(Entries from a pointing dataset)
━━━━━━━━━━━━━━━━━━━━━━━━━━━━━━
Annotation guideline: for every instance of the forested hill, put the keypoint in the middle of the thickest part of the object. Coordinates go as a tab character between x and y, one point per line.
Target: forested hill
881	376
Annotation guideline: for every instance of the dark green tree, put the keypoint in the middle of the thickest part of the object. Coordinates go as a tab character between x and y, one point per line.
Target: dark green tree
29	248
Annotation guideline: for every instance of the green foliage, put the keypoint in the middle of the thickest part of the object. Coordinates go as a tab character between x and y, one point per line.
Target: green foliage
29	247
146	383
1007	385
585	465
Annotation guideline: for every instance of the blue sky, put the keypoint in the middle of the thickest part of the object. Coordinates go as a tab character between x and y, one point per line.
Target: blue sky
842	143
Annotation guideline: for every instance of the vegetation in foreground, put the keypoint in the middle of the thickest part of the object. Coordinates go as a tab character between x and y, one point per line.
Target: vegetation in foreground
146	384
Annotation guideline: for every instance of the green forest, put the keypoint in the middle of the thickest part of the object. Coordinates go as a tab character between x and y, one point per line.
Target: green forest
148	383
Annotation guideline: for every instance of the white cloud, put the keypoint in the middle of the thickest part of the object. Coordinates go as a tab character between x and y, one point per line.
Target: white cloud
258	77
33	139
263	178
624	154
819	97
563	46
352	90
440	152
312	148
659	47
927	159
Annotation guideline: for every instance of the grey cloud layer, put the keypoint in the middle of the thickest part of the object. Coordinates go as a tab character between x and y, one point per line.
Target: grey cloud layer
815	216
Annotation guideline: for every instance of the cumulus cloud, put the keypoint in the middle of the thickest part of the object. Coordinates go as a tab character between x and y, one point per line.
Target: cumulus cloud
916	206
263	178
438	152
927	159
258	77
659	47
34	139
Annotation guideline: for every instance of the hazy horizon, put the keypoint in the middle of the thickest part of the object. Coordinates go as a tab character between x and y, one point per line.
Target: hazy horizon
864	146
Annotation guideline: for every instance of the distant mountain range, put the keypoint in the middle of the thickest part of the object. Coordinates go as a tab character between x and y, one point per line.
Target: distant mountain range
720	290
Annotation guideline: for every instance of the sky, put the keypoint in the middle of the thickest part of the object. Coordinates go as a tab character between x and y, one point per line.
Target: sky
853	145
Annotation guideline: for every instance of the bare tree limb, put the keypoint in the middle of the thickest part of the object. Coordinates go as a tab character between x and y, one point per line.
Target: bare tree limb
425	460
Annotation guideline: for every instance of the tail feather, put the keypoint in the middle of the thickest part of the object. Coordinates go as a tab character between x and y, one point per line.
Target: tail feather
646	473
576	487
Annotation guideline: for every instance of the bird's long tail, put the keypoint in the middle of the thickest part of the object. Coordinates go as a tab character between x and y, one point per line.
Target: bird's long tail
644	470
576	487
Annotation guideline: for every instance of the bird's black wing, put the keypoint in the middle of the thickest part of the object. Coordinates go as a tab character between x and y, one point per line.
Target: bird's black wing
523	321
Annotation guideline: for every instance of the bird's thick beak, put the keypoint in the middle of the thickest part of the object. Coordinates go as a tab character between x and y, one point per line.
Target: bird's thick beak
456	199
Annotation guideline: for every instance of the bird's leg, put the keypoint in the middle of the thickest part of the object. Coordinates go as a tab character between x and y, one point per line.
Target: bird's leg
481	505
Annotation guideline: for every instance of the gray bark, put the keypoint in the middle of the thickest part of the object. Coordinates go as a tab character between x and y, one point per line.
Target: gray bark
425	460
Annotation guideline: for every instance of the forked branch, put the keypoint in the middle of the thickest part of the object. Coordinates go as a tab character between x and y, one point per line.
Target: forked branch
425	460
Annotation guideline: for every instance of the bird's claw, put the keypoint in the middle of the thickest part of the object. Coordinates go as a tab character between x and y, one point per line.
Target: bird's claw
━━━━━━━━━━━━━━━━━━━━━━━━━━━━━━
◆ Task description: Could you copy all of the records above word for word, without changing anything?

◆ Response:
Annotation guideline: for every instance of the forested hill, put the keypoint in the middle of the thickest part of the object. Coordinates go as a tab character between x and y, one point per line.
Target: forested hill
881	376
Annotation guideline: for every instance of the dark green tree, put the keypoint in the middle of the thickest part of the object. Coordinates go as a tab character between x and y, one point per line.
Target: dark green tree
29	248
Annotation guideline: for every instance of the green foliage, put the keypoint in the middle of the thickest part of the object. Coordinates go as a tab character between x and y, one point per line.
Target: green foliage
29	247
146	383
1007	385
585	465
Annotation guideline: for every instance of the blue sky, put the keypoint in the middle of the thickest part of the object. Coordinates go as a tab character between x and y, one point per line.
Target: blue sky
842	143
Annotation guideline: for every instance of the vegetation in foreground, put the keypoint in the middle of the thickest part of the object. Coordinates go as a tab character between x and y, one point per line.
Target: vegetation in foreground
146	384
Annotation guideline: for every instance of the green forest, put the keypoint in the middle of the thickest part of the object. Coordinates go as a tab character between x and y, one point per line.
Target: green forest
148	383
Annotation guideline: for every instance of the white cloud, put the keypoint in the middle of the thickest part of the object. Coordinates go as a tab character between x and y, one point per line.
Target: white cloud
258	77
33	139
263	178
624	154
819	97
563	46
352	90
440	152
312	148
659	47
927	159
Annotation guideline: for every instance of the grey cloud layer, put the keypoint in the middle of the thickest part of the object. Coordinates go as a tab character between x and y, one point per line.
Target: grey cloud layer
815	216
Annotation guideline: for every instance of the cumulus cloud, put the keypoint in the middle of the thickest part of the object. Coordinates go as a tab character between x and y, one point per line.
Target: cumulus cloud
916	206
263	178
438	152
927	159
258	77
659	47
34	139
Annotation guideline: for every instance of the hazy horizon, put the keypoint in the middle of the thickest part of the object. Coordinates go as a tab character between x and y, one point per line.
Target: hazy horizon
864	146
Annotation guideline: for every instance of the distant mountain range, put the keypoint in the middle of the thickest part of the object. Coordinates go as a tab character between x and y, one point per line.
Target: distant mountain range
720	290
Annotation guideline: for every instance of the sky, put the keypoint in the middle of the thickest part of the object. Coordinates go as a tab character between x and y, one point per line.
Target: sky
853	145
Annotation guideline: for every instance of the bare tree limb, put the keypoint in the middle of the thickest part of the object. Coordinates go as a tab character between x and y, one point per line.
Target: bare tree limb
425	460
Annotation guideline: for every instance of the tail feather, put the keypoint in the middle of the thickest part of the object. Coordinates go as a tab character between x and y, one point per line.
Target: tail feather
646	473
576	487
Annotation guideline: for every instance of the bird's long tail, put the keypoint in the middle of the thickest part of the object. Coordinates go as a tab character between x and y, one point per line.
Target: bird's long tail
644	470
576	487
Annotation guideline: for every instance of the bird's black wing, put the keypoint in the middle of the thickest part of the object. Coordinates go as a tab character between x and y, one point per line.
Target: bird's black wing
523	321
Annotation guideline: for every instance of the bird's thick beak, put the keypoint in the middle of the thickest part of the object. Coordinates go as a tab character between x and y, one point per line.
Target: bird's thick beak
456	199
Annotation guideline: for every instance of the bird's leg, put the keypoint in the middle of the thickest part of the object. Coordinates go as a tab character between x and y, one point per line.
Target: bird's leg
481	505
Annotation guideline: for every instance of the gray bark, put the keypoint in the middle of the thickest part of the object. Coordinates go as a tab character between x and y, one point per line.
Target: gray bark
425	460
Annotation guideline: for every instance of the forked branch, put the keypoint in the middle of the thickest part of the object. Coordinates go as a tab character between x and y, one point per line.
Target: forked branch
425	460
Annotation guideline: for every instance of the bird's claw, put the keypoint in the middle of the thickest part of the object. Coordinates go as a tab character between x and y, one point per line.
Target: bird's claw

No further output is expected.